## The problem
Please rewrite all the records below as a numbered list, skipping blank lines and leaving out the pictures.

## Information given

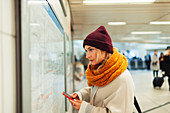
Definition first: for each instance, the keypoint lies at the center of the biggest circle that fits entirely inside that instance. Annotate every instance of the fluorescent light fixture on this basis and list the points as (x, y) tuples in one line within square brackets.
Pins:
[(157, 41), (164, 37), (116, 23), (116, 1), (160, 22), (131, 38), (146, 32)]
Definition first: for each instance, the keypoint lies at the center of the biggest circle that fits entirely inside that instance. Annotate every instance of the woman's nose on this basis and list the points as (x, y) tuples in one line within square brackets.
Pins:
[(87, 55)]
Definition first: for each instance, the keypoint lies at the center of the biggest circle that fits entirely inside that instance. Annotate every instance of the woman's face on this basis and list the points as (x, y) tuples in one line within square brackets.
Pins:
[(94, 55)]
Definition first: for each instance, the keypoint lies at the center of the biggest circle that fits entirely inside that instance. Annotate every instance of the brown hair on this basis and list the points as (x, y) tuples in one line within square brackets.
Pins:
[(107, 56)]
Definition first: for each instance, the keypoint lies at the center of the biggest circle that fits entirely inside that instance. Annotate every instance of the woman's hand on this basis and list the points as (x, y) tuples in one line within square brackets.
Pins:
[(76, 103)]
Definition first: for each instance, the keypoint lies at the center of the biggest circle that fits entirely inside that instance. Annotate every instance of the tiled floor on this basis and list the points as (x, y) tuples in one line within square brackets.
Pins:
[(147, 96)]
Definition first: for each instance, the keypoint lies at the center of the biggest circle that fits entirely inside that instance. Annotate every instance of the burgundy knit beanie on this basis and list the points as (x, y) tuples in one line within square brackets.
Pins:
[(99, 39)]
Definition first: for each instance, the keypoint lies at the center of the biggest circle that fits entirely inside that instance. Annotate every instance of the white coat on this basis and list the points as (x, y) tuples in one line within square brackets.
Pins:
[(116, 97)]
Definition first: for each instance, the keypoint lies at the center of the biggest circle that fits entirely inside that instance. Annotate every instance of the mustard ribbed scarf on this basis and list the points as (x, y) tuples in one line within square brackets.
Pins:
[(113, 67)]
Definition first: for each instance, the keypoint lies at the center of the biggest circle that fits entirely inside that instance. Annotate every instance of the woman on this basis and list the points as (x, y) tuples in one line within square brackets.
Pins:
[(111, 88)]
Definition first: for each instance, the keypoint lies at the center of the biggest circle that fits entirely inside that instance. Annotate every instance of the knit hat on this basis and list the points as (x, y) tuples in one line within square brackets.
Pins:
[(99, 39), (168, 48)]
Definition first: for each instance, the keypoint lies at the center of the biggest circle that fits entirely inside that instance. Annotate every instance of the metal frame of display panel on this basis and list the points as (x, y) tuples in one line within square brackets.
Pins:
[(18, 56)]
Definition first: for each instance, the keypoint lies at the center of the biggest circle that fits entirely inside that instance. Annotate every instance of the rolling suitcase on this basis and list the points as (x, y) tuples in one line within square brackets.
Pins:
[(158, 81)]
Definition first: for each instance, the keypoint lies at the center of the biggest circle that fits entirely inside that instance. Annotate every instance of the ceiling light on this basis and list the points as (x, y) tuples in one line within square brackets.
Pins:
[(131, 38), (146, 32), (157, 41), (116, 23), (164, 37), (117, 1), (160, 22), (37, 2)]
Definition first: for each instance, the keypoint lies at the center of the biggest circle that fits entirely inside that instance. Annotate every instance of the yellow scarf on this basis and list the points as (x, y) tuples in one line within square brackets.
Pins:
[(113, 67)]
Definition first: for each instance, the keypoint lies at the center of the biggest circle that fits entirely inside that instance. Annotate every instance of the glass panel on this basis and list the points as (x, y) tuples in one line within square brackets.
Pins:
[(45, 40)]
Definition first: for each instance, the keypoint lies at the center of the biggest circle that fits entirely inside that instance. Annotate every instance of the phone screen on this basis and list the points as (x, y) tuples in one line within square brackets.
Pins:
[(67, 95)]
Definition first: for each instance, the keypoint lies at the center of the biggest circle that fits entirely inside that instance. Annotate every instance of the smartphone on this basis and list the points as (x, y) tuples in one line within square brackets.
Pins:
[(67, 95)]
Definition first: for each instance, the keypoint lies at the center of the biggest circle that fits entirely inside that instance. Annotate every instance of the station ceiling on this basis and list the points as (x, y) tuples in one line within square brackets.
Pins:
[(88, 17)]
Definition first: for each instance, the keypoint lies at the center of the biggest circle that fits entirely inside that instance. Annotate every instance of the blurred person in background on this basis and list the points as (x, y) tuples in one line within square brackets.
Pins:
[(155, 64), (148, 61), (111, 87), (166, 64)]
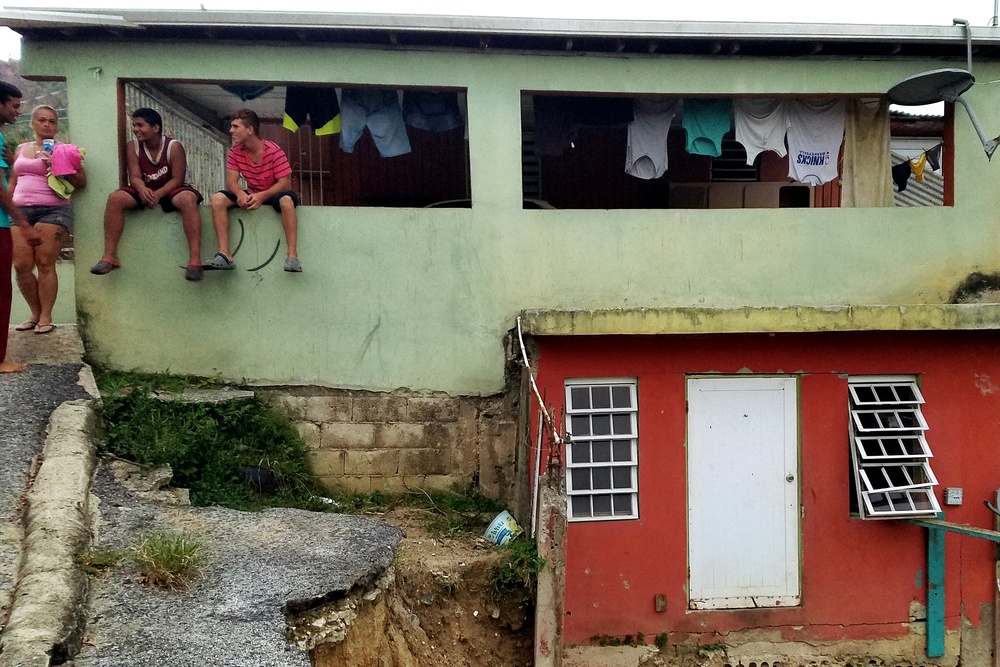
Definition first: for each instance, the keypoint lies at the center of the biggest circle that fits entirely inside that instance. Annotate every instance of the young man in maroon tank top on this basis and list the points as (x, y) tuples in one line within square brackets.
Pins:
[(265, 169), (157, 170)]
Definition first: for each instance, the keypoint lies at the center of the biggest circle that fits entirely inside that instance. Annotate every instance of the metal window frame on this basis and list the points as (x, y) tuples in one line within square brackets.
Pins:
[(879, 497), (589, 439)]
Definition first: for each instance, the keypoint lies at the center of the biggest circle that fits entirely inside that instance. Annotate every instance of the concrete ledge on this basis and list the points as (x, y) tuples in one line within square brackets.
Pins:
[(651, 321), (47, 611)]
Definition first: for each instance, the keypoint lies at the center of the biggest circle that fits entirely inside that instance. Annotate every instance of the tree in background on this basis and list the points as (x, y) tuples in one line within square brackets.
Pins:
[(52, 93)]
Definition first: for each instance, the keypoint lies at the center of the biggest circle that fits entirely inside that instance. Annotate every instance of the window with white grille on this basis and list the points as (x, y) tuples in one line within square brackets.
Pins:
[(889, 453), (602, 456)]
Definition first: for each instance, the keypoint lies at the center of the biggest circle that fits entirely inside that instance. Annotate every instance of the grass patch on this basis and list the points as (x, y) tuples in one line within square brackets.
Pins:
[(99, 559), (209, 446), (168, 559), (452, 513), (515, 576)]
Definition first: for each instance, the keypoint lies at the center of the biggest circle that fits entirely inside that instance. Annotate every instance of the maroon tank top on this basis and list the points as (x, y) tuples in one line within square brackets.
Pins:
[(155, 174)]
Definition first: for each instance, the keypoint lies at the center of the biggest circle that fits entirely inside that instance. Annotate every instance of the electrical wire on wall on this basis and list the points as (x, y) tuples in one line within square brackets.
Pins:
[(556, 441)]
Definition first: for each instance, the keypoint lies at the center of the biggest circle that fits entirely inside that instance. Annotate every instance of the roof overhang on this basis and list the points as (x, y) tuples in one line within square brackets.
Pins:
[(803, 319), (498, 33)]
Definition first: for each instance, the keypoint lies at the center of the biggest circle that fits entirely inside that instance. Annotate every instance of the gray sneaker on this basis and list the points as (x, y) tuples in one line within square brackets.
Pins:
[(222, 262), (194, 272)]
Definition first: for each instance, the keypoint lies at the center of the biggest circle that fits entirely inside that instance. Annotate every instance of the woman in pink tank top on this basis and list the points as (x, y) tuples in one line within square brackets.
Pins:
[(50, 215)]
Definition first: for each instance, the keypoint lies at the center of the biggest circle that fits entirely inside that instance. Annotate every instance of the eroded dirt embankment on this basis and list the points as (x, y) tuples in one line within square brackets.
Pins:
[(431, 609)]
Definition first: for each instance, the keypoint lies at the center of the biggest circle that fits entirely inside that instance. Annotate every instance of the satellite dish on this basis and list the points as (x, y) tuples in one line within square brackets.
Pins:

## Exercise solution
1. Definition first: for each instance, the keypoint lies at the center of the biggest circle that fits entirely inside that instance. Annotate every instance of the fluorescent light fixture on this basis and list the points as (x, y) tuples in one line within square brackets.
2. Pins:
3. [(157, 41), (164, 37), (116, 23), (116, 1), (160, 22), (131, 38), (146, 32)]
4. Definition first: for each instance, the keypoint lies at the center of the biggest circle that fits entirely inside that instance. Annotate every instance of the woman's nose on this basis and list the points as (x, y) tuples in one line within square brackets.
5. Pins:
6. [(87, 55)]
7. Definition first: for each instance, the keypoint lies at the center of the biggest circle that fits entirely inside that instance. Annotate every instance of the woman's face on this basis and list the points as (x, y) tuples in one line within square brackets.
8. Pins:
9. [(94, 55)]
10. Definition first: for each instance, the keypoint lies at the center of the biggest circle that fits entirely inside that instance. Annotate every instance of the brown hair on this basis and list the points as (x, y) tuples in one line within square brackets.
11. Pins:
12. [(107, 56)]
13. Definition first: for each instance, the keypoint lies at the center of the biggest circle that fits entirely inside that instance. Annotate every instance of the woman's hand on this basis and list the points as (x, y) tuples in one line within square brackets.
14. Pins:
15. [(76, 103)]
16. Definition first: for each instance, the keypoint lies at the center of the biggest circle that fits entirely inside that instance. Annotate every instance of the tiled floor on this basis and list the points as (x, y) tuples in one line within square brackets.
17. Pins:
18. [(147, 96)]
19. Definition first: for each instance, the keypoint lies at the center of the biggest circle that fits entirely inside that instance. Annotate every instance of the burgundy knit beanie on this basis and list the points as (x, y) tuples in one line within square brackets.
20. Pins:
21. [(99, 39)]
22. Definition first: for each instance, the keypoint lies at the center of the biggest circle that fits entirely inside that instance. Annotate every instance of the white coat on this basis and list the points as (x, y) tuples in one line within square brackets.
23. Pins:
24. [(116, 97)]
25. Definition first: for each instance, the keypoint lies at the center of the biggest circle that fits entirely inside that instance. Annotate every instance of the mustard ribbed scarf on this basis and list the points as (x, y) tuples in one line within square brackets.
26. Pins:
27. [(113, 67)]
28. Definition first: for each instance, the keypoint lies at the center of the biggest circle that fits entirely inside that instance. Annotate every instance of the woman on this basis and list the points as (x, y) tuples in one line within square brackets.
29. Pins:
30. [(111, 88)]
31. Definition first: for each instance, the keypoint lies at the center of the biggest circle that fits entirely inside that instance. Annotate every instance of the knit hat on this basis and list the points as (x, y) tuples in one line within square brackets.
32. Pins:
33. [(99, 39), (168, 48)]
34. Definition first: for each instance, the keypoint lies at the center of the biggest circle that fits entirely inside that instance. Annotate every instance of the metal frame of display panel on this basis and list the points as (x, y) tuples in one line within square brackets.
35. Pins:
36. [(18, 56)]
37. Definition first: for each instance, the keypoint lies at the center of the biggest circle that fits entirely inside that instance. Annotate every instance of the rolling suitcase on this basis and list the points as (x, y) tuples in one line within square brackets.
38. Pins:
39. [(158, 81)]
40. Definition first: for each instance, the keypoint lies at the center of the biggest circle that fits entirely inside that instance. Annotate every instance of the ceiling light on this basis and list the points as (x, y) tuples in one line within square brackets.
41. Pins:
42. [(131, 38), (146, 32), (157, 41), (116, 23), (164, 37), (117, 1), (160, 22), (37, 2)]
43. Definition first: for each instance, the keypoint lies at the center of the biggest circle that fits entirely inside that instance. Annotate every instance of the yellow scarf on this basis and list the points as (x, y) tuples in one line within square brackets.
44. Pins:
45. [(113, 67)]
46. Definition first: for each instance, the keypoint lies at the center of the biggest circle that fits entirely inside that instance. Annotate every instance of the glass panel on this basis and list the points as (x, y) tuples in one line within square brackets.
47. Pins:
48. [(45, 40)]
49. Definition first: for each instance, the keypoint lies at the center of the biggest circle that fits entirely inside that instance. Annotate every instance of the phone screen on this basis and list the points as (x, y) tuples in one line within square brackets.
50. Pins:
51. [(67, 95)]
52. Definition first: for each instance, the keypoint lies at the center of the biggest circle that fits entirely inside that instance. Annotate every instance of the smartphone on this basis and list the points as (x, y) tuples in one line within square brackets.
53. Pins:
54. [(67, 95)]
55. Definition first: for each instance, the keypoint lies at the center of the biggest circle that fits entirely inside that instance. Annotate every instance of the station ceiling on this basis and list the points as (x, y) tuples in one line within square brackets.
56. Pins:
57. [(88, 17)]
58. Definition first: for each instance, the keypoint lies at the center of the biggest circle that fits entirely inside that instance. Annotate every instance of the blurred person in background on this basis and list the points as (x, y) tuples in one line within square brackets.
59. Pins:
60. [(155, 64), (148, 61), (111, 87), (166, 64)]
61. Definition first: for each instance, the keypoint lies at the center of the biggest circle that fits entirely inside that instance. Annotate every instance of the young man in maroon tank top on this basis and list the points as (x, y) tuples in one line within square brackets.
62. Pins:
63. [(265, 169), (157, 170)]
64. Definition first: for each instance, the keypoint lies at the center of the biggest circle that fits entirely inside that instance. Annotate every instance of the metal window frame on this basis and list the points as (x, y) tuples in one line within square brackets.
65. Pins:
66. [(879, 497), (589, 439)]
67. Definition first: for each instance, the keypoint lies at the center of the biggest circle that fits entirely inside that instance. Annotate every instance of the concrete ledge on this basis and list the points as (x, y) tuples in one line within square brackets.
68. Pins:
69. [(651, 321), (47, 611)]
70. Definition first: for each instance, the keypoint lies at the center of the biggest circle that fits entirely inside that instance. Annotate every instance of the tree in background on this basis and list the points as (x, y) tuples in one line within square brackets.
71. Pins:
72. [(52, 93)]
73. Definition first: for each instance, the keypoint lies at the center of the biggest circle that fits entirely inside that instance. Annotate every instance of the window with white grille on this basis and list the points as (x, y) tuples in one line within square brackets.
74. Pins:
75. [(889, 453), (602, 456)]
76. Definition first: for each instance, the keypoint lies at the center of the biggest circle that fits entirely inside that instance. Annotate every instance of the grass patch on this basis and list the points as (x, y) tuples in one line within square brackets.
77. Pins:
78. [(99, 559), (209, 446), (168, 559), (452, 513), (515, 576)]
79. Definition first: for each instance, the keypoint lies at the center of the biggest circle that fits entirely inside that instance. Annotate every instance of the maroon tank top on this basis and list the points as (x, y) tuples in one line within square brackets.
80. Pins:
81. [(155, 174)]
82. Definition first: for each instance, the keypoint lies at the center of the biggest circle that fits entirely inside that instance. Annotate every instance of the electrical wire on wall on this basis and list the points as (x, y) tuples in one line within square brackets.
83. Pins:
84. [(556, 441)]
85. Definition first: for each instance, the keypoint lies at the center of the biggest circle that fits entirely inside that instance. Annotate every instance of the roof overhang on this basis and list the points as (x, y) tuples in one line within square brackets.
86. Pins:
87. [(803, 319), (498, 33)]
88. Definition first: for each instance, the keypoint lies at the center of the biggest circle that fits entirely inside that instance. Annotate every instance of the gray sneaker on this basis and list the points as (x, y) tuples in one line within square brackets.
89. Pins:
90. [(222, 262), (194, 272)]
91. Definition first: for each instance, the keypoint lies at the center of the biggest circle that fits entirely inside that instance. Annotate every instance of the woman in pink tank top on this basis and list the points as (x, y) tuples in one line within square brackets.
92. Pins:
93. [(50, 215)]
94. Definition first: for each instance, the keypoint lies at the center of the biggest circle that fits entirely inside that instance. Annotate every instance of the eroded dirt embankment on this basis and list the points as (x, y) tuples in one line within square brackets.
95. Pins:
96. [(431, 609)]
97. Definition first: for each instance, the keypoint lies at the center of the biggest circle that fits entirely inside that instance. Annotate every instance of the satellite dish on this basis and list the points as (x, y) tuples in one line within square brackets.
98. Pins:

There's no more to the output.